### Task directions
Copy the material below word for word, keeping every line and every bracketed number unchanged.

### Dataset entries
· · · · · · ·
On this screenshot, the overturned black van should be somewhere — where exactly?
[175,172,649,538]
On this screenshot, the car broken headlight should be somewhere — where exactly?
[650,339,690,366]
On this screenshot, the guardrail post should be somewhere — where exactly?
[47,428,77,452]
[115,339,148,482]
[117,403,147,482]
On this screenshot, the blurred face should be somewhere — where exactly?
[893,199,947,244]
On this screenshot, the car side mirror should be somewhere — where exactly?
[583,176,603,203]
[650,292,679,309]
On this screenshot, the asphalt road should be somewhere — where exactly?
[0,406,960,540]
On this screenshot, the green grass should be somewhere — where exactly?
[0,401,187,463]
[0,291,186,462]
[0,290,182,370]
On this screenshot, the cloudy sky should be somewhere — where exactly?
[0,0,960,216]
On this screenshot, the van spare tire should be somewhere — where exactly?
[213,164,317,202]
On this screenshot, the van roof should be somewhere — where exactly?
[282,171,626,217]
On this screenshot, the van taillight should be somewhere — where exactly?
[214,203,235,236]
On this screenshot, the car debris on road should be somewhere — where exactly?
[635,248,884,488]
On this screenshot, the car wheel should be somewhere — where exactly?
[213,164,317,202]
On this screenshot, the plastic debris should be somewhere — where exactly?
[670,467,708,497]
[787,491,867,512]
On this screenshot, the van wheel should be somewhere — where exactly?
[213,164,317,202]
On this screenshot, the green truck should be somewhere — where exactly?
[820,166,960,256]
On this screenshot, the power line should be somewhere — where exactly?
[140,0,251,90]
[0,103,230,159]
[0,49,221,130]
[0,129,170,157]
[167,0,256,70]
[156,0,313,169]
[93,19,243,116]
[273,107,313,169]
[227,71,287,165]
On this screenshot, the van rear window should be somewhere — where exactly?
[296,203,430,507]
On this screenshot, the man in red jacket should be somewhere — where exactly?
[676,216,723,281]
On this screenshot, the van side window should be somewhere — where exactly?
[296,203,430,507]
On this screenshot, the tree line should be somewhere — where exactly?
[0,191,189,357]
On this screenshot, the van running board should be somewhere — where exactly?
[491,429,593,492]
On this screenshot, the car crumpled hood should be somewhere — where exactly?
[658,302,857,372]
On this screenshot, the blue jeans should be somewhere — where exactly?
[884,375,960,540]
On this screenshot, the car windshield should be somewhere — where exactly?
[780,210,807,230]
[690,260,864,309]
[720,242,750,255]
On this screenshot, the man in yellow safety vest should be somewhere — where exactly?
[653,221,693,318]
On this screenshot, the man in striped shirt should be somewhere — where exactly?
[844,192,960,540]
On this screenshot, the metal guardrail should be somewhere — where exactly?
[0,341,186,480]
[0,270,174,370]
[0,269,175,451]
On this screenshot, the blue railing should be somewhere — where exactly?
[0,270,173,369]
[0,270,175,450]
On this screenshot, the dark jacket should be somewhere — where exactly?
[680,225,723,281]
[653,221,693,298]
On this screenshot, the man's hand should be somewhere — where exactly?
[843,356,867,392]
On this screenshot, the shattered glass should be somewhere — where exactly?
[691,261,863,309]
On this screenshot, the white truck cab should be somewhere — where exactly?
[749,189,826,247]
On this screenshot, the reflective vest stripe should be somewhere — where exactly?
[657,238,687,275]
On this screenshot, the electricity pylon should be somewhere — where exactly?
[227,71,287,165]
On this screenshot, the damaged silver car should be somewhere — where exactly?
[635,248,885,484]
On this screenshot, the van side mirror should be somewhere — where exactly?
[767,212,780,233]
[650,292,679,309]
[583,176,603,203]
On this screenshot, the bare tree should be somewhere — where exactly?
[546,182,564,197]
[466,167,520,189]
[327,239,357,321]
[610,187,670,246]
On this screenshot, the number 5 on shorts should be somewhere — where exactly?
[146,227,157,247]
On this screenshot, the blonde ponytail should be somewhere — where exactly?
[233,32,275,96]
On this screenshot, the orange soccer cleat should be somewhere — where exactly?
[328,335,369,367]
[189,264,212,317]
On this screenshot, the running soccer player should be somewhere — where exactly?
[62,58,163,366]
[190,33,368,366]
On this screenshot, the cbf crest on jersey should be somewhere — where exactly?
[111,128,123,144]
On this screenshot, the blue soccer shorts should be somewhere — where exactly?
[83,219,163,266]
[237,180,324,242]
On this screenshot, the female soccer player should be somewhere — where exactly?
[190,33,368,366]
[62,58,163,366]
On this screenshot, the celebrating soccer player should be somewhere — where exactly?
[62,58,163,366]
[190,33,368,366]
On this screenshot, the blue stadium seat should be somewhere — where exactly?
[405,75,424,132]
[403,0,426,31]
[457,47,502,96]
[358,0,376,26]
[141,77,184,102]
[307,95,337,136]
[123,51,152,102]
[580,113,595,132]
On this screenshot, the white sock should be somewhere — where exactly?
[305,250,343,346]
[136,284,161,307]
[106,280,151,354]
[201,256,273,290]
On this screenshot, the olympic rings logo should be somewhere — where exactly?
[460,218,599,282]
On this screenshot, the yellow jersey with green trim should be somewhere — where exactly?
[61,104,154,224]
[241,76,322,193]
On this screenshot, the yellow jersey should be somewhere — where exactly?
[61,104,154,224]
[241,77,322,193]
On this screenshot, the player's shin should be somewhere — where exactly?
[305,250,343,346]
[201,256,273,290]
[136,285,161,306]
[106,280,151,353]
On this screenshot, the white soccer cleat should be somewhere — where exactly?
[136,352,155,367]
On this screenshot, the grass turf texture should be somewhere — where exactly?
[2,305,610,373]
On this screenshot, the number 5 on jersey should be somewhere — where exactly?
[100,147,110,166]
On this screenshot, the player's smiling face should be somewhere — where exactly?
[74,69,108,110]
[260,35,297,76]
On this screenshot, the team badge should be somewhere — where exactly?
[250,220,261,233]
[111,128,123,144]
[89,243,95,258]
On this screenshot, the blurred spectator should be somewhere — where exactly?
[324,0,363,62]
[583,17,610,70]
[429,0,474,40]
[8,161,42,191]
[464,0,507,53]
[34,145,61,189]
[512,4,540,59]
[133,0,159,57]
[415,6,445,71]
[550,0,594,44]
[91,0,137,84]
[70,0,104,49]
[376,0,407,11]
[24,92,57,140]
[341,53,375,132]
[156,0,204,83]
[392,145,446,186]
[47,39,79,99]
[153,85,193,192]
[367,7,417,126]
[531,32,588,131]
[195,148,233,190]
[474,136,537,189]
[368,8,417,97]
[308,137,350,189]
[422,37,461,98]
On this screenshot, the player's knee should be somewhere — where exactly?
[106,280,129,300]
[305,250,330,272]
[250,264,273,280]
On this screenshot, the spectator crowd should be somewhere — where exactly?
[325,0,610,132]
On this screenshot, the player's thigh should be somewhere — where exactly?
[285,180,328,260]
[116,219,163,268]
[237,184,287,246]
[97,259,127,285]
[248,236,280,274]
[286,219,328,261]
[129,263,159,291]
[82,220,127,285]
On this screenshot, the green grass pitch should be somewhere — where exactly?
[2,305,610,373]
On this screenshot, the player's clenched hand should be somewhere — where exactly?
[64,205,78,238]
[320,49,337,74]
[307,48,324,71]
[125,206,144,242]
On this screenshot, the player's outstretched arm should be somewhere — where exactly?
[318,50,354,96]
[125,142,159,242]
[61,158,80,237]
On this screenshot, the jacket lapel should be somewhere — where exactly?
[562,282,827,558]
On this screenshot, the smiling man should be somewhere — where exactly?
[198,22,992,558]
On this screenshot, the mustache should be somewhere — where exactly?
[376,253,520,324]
· · · · · · ·
### Response
On this screenshot, the overturned black van should be somewhere — where exactly?
[175,172,649,538]
On this screenshot, the car broken headlight should be somewhere — where exactly?
[650,339,690,366]
On this screenshot, the guardrail post should be somewhere — where exactly?
[47,428,77,452]
[115,339,148,482]
[117,403,147,482]
On this screenshot, the blurred face should be somewhere — where exactly?
[893,199,947,244]
On this screenshot, the car side mirror should be somewhere — where exactly?
[583,176,603,203]
[650,292,679,309]
On this screenshot, the asphalt road should be somewhere — where exactly?
[0,406,960,540]
On this screenshot, the green grass should be somewhere — where exactly?
[0,401,187,463]
[0,291,186,462]
[0,290,182,370]
On this screenshot, the cloudy sky should be somewhere — where exactly?
[0,0,960,216]
On this screenshot, the van spare tire should be somewhere — where exactly?
[213,164,317,202]
On this screenshot, the van roof should be somewhere — where exactly?
[282,171,626,217]
On this screenshot, the van taillight should be somewhere — where exactly?
[214,203,235,236]
On this screenshot, the car debris on road should be somewhere — where exactly?
[635,248,884,488]
On this screenshot, the car wheel should be somewhere — where exactly?
[213,164,317,202]
On this screenshot, the plastic debris should be somewhere — where exactly?
[670,467,708,497]
[787,491,867,512]
On this screenshot, the van wheel should be somewhere — where exactly?
[213,164,317,202]
On this screenshot, the green truck should be somewhere — where exactly?
[820,166,960,256]
On this screenshot, the power line should be somewhere — where exactly?
[140,0,251,90]
[0,103,230,159]
[0,49,221,130]
[0,129,170,157]
[167,0,256,70]
[156,0,313,169]
[93,19,243,116]
[273,107,313,169]
[227,71,287,165]
On this screenshot, the van rear window should be somewhere — where exactly?
[296,203,430,507]
On this screenshot, the man in red jacket should be somewhere — where exactly?
[676,216,723,281]
On this screenshot, the van side window should be somewhere — where exactly?
[296,203,430,507]
On this screenshot, the tree line should be somewhere — where exactly?
[0,191,189,357]
On this screenshot, the van running board should be somewhere — where exactly?
[491,429,593,492]
On this screenshot, the car crumpled hood should be somewhere — where exactly?
[658,302,857,372]
On this screenshot, the blue jeans should be somewhere — where exactly?
[884,375,960,540]
On this screenshot, the car windshield should be somewhere — where exactly?
[780,210,807,230]
[690,260,864,309]
[720,242,750,255]
On this screenshot, the man in yellow safety vest should be somewhere — where exactly?
[653,221,693,318]
On this screenshot, the man in striped shirt should be somewhere — where exactly?
[844,192,960,540]
On this screenshot, the metal guardrail should be somewhere — where exactly?
[0,341,186,480]
[0,270,174,370]
[0,269,175,451]
On this screenshot, the blue railing should be somewhere — where exactly?
[0,270,173,369]
[0,270,175,450]
On this screenshot, the dark jacket should be somewhere — where exactly?
[680,225,723,281]
[653,221,693,298]
On this screenshot, the man's hand should be somewhere — where exactly?
[843,356,867,392]
On this screenshot, the shattered glass should be somewhere — where exactly?
[691,261,863,309]
On this screenshot, the white truck cab should be somewhere — where exactly?
[749,189,826,247]
On this screenshot, the reflective vest stripe should be somewhere — where exactly?
[657,238,687,275]
On this screenshot, the electricity pylon should be somewhere — where exactly?
[227,71,287,165]
On this screenshot, the damaged silver car should be somewhere — where exactly?
[635,248,885,484]
On this screenshot, the van side mirror should be somewhere — where exactly?
[767,212,780,233]
[650,292,679,309]
[583,176,603,203]
On this screenshot, the bare tree should be somewhere — where exactly?
[546,182,564,197]
[466,167,520,189]
[327,239,357,321]
[610,187,670,246]
On this screenshot, the number 5 on shorts should be somewhere — where exactly?
[146,227,157,247]
On this screenshot, the blonde ponytail should be somewhere — where exactly?
[233,32,275,96]
On this screenshot, the orange soccer cleat should be somewhere — where exactly?
[328,335,369,367]
[189,264,212,317]
On this screenshot, the running soccer player should be somewhere — where exactly?
[62,58,163,366]
[190,33,368,366]
On this screenshot, the cbf crest on jersey should be somewhere — where exactly?
[111,128,123,144]
On this screenshot, the blue soccer shorts should be somewhere — where exactly?
[83,219,163,266]
[237,180,324,242]
On this screenshot, the female soccer player should be somewhere — where exactly?
[190,33,368,366]
[62,58,163,366]
On this screenshot, the celebrating soccer player should be somewhere — where exactly?
[62,58,163,366]
[190,33,368,366]
On this screenshot, the blue stadium seat should be somewhere — where exactly?
[405,75,424,132]
[403,0,426,31]
[457,47,502,96]
[358,0,376,26]
[141,77,184,102]
[307,95,337,136]
[123,51,152,102]
[580,113,595,132]
On this screenshot, the white sock should be somewhere — where exactly?
[305,250,343,346]
[136,284,161,307]
[106,280,151,354]
[201,256,273,290]
On this screenshot, the olympic rings logo should be somewhere — where exactly?
[460,218,599,282]
On this screenshot, the yellow jersey with green trim should be somewhere — where exactly?
[61,104,154,224]
[241,76,322,193]
On this screenshot, the yellow jersey should be somewhere — where exactly?
[61,104,154,224]
[241,77,322,193]
On this screenshot, the player's shin should be somewhere — where exactly?
[305,250,343,346]
[201,256,273,290]
[136,285,161,306]
[106,280,151,353]
On this screenshot, the white soccer cleat should be somewhere — where exactly?
[136,352,155,367]
On this screenshot, the grass turf texture should be somewhere — where exactly?
[2,305,610,373]
On this screenshot, the number 5 on jersey should be somewhere — where exactly?
[100,147,110,166]
On this screenshot, the player's smiling face should be somewhere — where exactly?
[74,69,108,110]
[260,35,297,76]
On this screenshot, the team badge should be somewhere — where exactly?
[250,220,261,233]
[111,128,123,144]
[89,243,95,258]
On this screenshot, the blurred spectator should be somewhere — where exactly?
[324,0,363,62]
[583,17,610,70]
[429,0,474,40]
[8,161,42,191]
[464,0,507,53]
[34,145,61,189]
[512,4,540,59]
[133,0,159,57]
[415,6,445,71]
[550,0,594,44]
[91,0,137,84]
[70,0,104,49]
[376,0,407,11]
[24,92,57,140]
[341,53,375,132]
[156,0,204,83]
[392,145,446,186]
[47,39,79,99]
[153,85,193,192]
[367,7,417,126]
[531,32,588,131]
[195,148,233,190]
[474,136,537,189]
[368,8,417,97]
[308,137,350,189]
[422,37,461,98]
On this screenshot, the player's knee should be somewhere — where exactly?
[106,280,129,300]
[305,250,330,272]
[250,264,273,280]
On this screenshot, the spectator crowd should be somewhere — where exactly?
[325,0,610,132]
On this screenshot, the player's thigh should be somewhere — where exactly?
[285,180,328,260]
[116,219,163,268]
[237,184,287,246]
[97,259,127,285]
[248,236,280,274]
[286,219,328,261]
[129,263,159,291]
[82,220,127,285]
On this screenshot, the green grass pitch should be somewhere — where exactly?
[2,305,610,373]
On this screenshot, the player's clenched hand should be somewhere — where exactly?
[64,205,78,238]
[320,49,337,74]
[307,48,324,71]
[125,206,144,242]
On this screenshot, the player's outstretched arm should be somewhere — where exactly?
[318,50,354,96]
[125,142,159,242]
[61,158,80,237]
On this screenshot, the jacket lapel should be somewhere — where exactly?
[562,282,827,558]
On this screenshot, the smiling man should be somewhere — where exactly?
[198,22,992,558]
On this screenshot, the mustache should be somewhere — where exactly?
[376,253,520,324]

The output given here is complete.